**Problem to solve:**
Continue the passage on liability for environmental damage caused by armed conflict, picking up after its final sentence.
----- Document text -----
It is difficult to adopt the PPP in armed conflict as the belligerent responsible for the damage may be hard to identify and pre-existing damage may be hard to separate from conflict inflicted damage. If it is easy to identify the “polluter” it may still be difficult to apply the PPP as reasons for causing any damage may have been in the interest of self defence or national security. PPP’s incompatibility with post-conflict situations, alongside the limited scope of international humanitarian law concerning environmental protection, makes it difficult to hold belligerents liable or for affected states and individuals to claim compensation.
The PPP has passed into other legislative conventions concerning specific types of industrial accidents, such as oil spills. These environmentally damaging events have strict restrictions and compensation schemes in place (MARPOL and the IOPC compensation fund) to ensure liable parties are held responsible and do everything in their means to ensure the environment is restored to its previous condition. It also helps compensate those who have encountered economic losses from the damage.
Holding states liable and claiming compensation is a lot harder to achieve on the international stage. The fact that some conventions are not signed and ratified by all states, and the few clearly defined environmental laws dealing with PCED, means that successful claims are quite scarce.
The Israel-Lebanon war of 2006 had a number of complicated instances of environmental damage inflicted by both sides. Israel suffered massive forest fires and damage to an asbestos factory, while Lebanon witnessed its worst ever coastal oil spill following air strikes. The first difficulty was that Hezbollah, a non-state actor, had carried out the attacks on Israel, meaning that Lebanon could not be held responsible in an international court. Military exemptions also prevented Lebanon claiming compensation from the IOPC fund. Moreover, neither state could pursue claims in the International Criminal Court as Lebanon had not signed the Rome Statute, while Israel has not ratified it.
Another example of International law failing to result in a successful claim followed the NATO air strikes on an industrial site at Pančhevo in Serbia. The strikes led to the release of thousands of tonnes of toxic chemicals into the environment. The Federal Republic of Yugoslavia brought claims against NATO for environmental damage to the ICJ, with the most applicable laws being the Geneva Convention AP1 Articles 35 & 55. However the extent of the damage failed to meet all of the threshold criteria of “widespread, long-term and severe” damage, therefore NATO was deemed not to have violated the Geneva Conventions,.
----- Study material -----
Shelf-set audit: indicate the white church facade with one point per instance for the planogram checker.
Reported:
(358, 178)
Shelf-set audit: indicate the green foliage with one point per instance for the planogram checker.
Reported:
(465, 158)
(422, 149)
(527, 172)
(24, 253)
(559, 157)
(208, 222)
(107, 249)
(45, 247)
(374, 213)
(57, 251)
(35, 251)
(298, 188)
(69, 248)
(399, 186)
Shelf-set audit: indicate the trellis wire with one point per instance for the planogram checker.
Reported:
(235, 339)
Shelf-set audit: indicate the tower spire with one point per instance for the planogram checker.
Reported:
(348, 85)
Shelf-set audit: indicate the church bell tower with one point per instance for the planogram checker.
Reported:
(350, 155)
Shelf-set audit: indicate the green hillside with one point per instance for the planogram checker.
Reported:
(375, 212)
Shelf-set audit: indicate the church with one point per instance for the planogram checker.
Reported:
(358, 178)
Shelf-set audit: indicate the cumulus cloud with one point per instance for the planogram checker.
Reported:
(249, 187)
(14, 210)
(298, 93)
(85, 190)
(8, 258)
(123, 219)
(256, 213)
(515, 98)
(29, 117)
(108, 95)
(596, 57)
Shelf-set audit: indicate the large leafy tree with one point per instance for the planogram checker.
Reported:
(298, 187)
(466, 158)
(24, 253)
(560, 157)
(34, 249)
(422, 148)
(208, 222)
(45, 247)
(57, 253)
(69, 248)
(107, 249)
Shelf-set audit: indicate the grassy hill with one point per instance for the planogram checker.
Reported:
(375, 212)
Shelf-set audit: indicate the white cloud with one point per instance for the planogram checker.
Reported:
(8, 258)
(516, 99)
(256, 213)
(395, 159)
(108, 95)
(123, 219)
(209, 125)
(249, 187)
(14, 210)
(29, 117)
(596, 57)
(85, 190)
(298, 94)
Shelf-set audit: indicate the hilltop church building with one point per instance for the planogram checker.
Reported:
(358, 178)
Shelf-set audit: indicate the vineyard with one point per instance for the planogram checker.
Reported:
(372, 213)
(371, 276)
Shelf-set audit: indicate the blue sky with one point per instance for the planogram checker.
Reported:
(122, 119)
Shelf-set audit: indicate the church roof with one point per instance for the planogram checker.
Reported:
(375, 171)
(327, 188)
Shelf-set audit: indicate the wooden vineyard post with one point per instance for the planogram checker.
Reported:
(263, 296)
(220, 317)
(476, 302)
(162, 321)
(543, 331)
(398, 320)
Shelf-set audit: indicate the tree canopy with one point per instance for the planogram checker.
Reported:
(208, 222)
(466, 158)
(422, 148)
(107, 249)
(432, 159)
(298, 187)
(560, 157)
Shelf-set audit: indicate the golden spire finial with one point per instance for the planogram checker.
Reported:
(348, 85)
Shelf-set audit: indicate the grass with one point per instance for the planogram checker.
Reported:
-----
**Output of the exercise:**
The only current successful compensation claims relate to the 1991 Gulf War and Iraq’s retreat from Kuwait, where oil fields were set ablaze and oil purposefully released into the sea. The United Nations Compensation Commission (UNCC) was established to deal with damages as a result of the Iraqi occupation, including environmental damage. The UNCC dealt with 179 claims, amounting to US$80 billion worth of compensation. This was aided by the fact that Iraq was an oil rich nation, combined with a mixture of international laws and fuelled by the political will of the victors.
It is clear that further work is required to bridge the gap between the regulatory responses to industrial accidents and the response to environmental damage resulting from conflict and there is considerable scope for improving IHL provisions for the protection of the environment. Military exemptions in existing treaties surrounding applications for dual-use substances such as mercury need to be challenged in order to accelerate the search for less harmful alternatives. The aim of peacetime regulatory standards and norms is to prevent harm to human and environmental health and this principle of harm prevention is no less relevant during and after conflict.
Andy Garrity holds degrees in Environmental Science and Pollution Control and is a research assistant with the Toxic Remnants of War Project.